WHAT TO WORK ON
**A.** Copy out everything in the piece on David Mitchell's novel from "At some point, almost" down to "for Mitchell’s tale.".
**B.** In the records, take everything from the line containing "Pass-network tagging: label the green" down to the line containing "[(53, 288), (382, 259), (116, 225), (303, 304)]". Return only those lines, with "hillside" changed to "slope" and all else unchanged.

David Mitchell talks about the inspiration behind his novel The Thousand Autumns of Jacob de Zoet. (Read our review).
Vanity Fair interviews David Mitchell about his new book The Thousand Autumns of Jacob de Zoet. The interviewer mistakenly (I believe, anyway) thinks James Wood is joking in his New Yorker review when he wonders if the book is “post-postmodernist.” Mitchell’s answer sounds about right.
VF: James Wood in the New Yorker was describing your books and he jokingly came up with the phrase post-postmodernism. If there were such a thing as post-postmodern literature, what do you think that might be?
DM: Oddly enough, I’m not sure if novelists are the best people to ask whither-the-novel questions. For me, it’s a little like I’m a duckbilled platypus and I’m being asked a question about taxonomy. You won’t get much of an answer out of a platypus because they’re busy going about their business digging tunnels, catching fish, and having sex. You really have to ask a critic, or a taxonomist. I feel like I should have a pithy answer because I’m a novelist and you’re asking a question about the future of the novel, but the biggest question I ever get to is, “How can I make this damned book work?” I rarely ever put my head above the rampart and see where this big lumbering behemoth called global literature is going.
(Thanks to the Bored Bookseller for the tip).
Hear the whole interview here.
At some point, almost every character in David Mitchell’s new novel, The Thousand Autumns of Jacob de Zoet tells a story. The book teems with storytellers and their stories, overflows with compact bildungsromans, wistful jeremiads, high adventures drawn in miniature, comic escapades, bizarre folk tales, and romantic myths, all pressed into the service of the book’s larger narrative, the story of Jacob de Zoet, a Dutchman in Shogunate era Japan. In 1799, the relative starting point for this massive novel, Japan limited economic trade with Europeans to the Dutch East India Company, who, with a few rare exceptions, were not permitted to touch Japanese soil. Instead, the Dutch were confined to the man-made isle of Dejima in the bay of Nagasaki. With its rich cultural mishmash, claustrophobic isolation, and strange hybrid nature, Dejima makes a fascinating platform for Mitchell’s tale.

DATASET RECORDS
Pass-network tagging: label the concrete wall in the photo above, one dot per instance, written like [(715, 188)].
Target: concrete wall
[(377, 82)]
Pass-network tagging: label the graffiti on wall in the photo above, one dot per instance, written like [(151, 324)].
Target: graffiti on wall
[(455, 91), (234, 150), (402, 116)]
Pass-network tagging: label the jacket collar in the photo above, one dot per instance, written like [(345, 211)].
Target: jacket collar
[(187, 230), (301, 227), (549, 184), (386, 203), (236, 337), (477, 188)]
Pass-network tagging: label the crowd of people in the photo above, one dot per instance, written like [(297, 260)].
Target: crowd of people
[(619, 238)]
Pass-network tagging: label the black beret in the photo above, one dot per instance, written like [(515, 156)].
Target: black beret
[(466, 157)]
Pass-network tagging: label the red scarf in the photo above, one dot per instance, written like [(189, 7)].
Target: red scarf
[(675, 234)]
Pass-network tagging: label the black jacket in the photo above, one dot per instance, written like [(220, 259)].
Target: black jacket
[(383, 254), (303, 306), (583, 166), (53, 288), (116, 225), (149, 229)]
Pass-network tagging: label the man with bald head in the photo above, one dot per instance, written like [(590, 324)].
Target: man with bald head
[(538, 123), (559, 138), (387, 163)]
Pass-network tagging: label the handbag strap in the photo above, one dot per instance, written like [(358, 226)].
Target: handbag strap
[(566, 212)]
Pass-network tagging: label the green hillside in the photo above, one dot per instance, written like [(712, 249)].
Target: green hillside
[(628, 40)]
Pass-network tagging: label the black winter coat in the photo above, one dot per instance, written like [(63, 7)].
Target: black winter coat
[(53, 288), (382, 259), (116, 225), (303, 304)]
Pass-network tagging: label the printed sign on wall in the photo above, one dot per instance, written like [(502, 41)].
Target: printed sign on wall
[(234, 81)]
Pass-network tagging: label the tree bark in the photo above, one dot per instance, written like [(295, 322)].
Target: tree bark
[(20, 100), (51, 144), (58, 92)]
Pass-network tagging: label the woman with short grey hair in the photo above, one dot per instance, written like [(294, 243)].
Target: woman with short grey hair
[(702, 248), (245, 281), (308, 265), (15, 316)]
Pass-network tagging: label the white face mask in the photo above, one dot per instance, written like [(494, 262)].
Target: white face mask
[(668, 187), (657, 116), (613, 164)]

SOLUTIONS IN ORDER
**A.**
At some point, almost every character in David Mitchell’s new novel, The Thousand Autumns of Jacob de Zoet tells a story. The book teems with storytellers and their stories, overflows with compact bildungsromans, wistful jeremiads, high adventures drawn in miniature, comic escapades, bizarre folk tales, and romantic myths, all pressed into the service of the book’s larger narrative, the story of Jacob de Zoet, a Dutchman in Shogunate era Japan. In 1799, the relative starting point for this massive novel, Japan limited economic trade with Europeans to the Dutch East India Company, who, with a few rare exceptions, were not permitted to touch Japanese soil. Instead, the Dutch were confined to the man-made isle of Dejima in the bay of Nagasaki. With its rich cultural mishmash, claustrophobic isolation, and strange hybrid nature, Dejima makes a fascinating platform for Mitchell’s tale.

**B.**
Pass-network tagging: label the green slope in the photo above, one dot per instance, written like [(712, 249)].
Target: green slope
[(628, 40)]
Pass-network tagging: label the black winter coat in the photo above, one dot per instance, written like [(63, 7)].
Target: black winter coat
[(53, 288), (382, 259), (116, 225), (303, 304)]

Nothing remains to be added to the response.